[Start of section]

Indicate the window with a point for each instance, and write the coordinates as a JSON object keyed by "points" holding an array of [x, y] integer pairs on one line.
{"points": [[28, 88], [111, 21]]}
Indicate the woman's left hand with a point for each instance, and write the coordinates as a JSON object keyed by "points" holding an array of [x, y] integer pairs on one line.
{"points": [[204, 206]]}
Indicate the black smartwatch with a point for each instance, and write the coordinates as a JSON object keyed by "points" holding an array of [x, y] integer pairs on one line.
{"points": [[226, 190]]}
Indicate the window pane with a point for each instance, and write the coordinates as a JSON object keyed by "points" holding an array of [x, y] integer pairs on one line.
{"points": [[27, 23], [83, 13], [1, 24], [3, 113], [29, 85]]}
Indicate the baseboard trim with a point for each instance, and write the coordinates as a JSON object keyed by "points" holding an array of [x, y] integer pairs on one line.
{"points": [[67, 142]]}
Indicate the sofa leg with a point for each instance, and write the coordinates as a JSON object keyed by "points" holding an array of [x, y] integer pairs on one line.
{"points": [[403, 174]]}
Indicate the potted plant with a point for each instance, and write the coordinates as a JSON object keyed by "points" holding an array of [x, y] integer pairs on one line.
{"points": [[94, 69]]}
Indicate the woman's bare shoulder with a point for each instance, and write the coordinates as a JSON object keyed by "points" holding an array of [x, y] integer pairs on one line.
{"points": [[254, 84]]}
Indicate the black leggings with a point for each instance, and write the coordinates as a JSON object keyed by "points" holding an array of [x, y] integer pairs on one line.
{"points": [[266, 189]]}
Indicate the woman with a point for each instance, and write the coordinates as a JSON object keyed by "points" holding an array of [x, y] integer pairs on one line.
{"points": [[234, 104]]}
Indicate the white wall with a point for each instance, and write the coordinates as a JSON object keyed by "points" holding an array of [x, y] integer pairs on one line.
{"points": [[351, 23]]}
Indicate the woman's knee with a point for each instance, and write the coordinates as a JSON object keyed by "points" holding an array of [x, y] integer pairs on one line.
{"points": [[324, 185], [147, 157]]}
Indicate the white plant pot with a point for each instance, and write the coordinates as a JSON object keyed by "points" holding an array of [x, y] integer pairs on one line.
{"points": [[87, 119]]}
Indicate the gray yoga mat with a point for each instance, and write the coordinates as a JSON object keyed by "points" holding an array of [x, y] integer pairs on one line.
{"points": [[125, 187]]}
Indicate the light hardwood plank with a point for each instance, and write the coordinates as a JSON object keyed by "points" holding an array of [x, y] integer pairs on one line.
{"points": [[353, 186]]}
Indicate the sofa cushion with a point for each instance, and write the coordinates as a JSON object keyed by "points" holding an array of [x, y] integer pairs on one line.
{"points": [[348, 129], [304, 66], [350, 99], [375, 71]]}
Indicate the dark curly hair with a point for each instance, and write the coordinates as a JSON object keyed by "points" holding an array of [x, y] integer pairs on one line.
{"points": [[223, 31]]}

[End of section]

- HOW TO COMPLETE THIS TASK: Please print exactly the lines from the one containing "Indicate the white wall" through the last line of the records, both included, and nothing else.

- TASK SOLUTION:
Indicate the white wall with a point for each instance, and write the coordinates as a JSON object keyed by "points" holding an array of [x, y] integer pairs on one line.
{"points": [[351, 23]]}
Indicate the woman's knee with a point for each instance, and write the coordinates as a JSON object keyed by "points" holding an array of [x, y] integer pairs on one line.
{"points": [[324, 185], [147, 157]]}
Indicate the white plant pot with a point for each instance, and write the coordinates as a JSON object keyed by "points" holding an array of [x, y] integer pairs on one line.
{"points": [[87, 119]]}
Indicate the gray yoga mat with a point for each instance, and write the coordinates as a JSON object keyed by "points" holding an array of [x, y] integer pairs on one line.
{"points": [[125, 187]]}
Indicate the light hardwood plank with a point for each instance, and write the coordinates as a JSON object keyed by "points" holding an array of [x, y] integer pairs on one line.
{"points": [[353, 186]]}
Indicate the sofa cushion with a point for each instance, and write the coordinates as a JSON object keyed by "points" holding an array of [x, y] integer pairs on one line.
{"points": [[348, 129], [304, 66], [350, 99], [375, 71]]}
Indicate the dark curly hair with a point for each instance, and write the coordinates as a JSON object keyed by "points" holding an array of [x, y] integer pairs on one line.
{"points": [[223, 31]]}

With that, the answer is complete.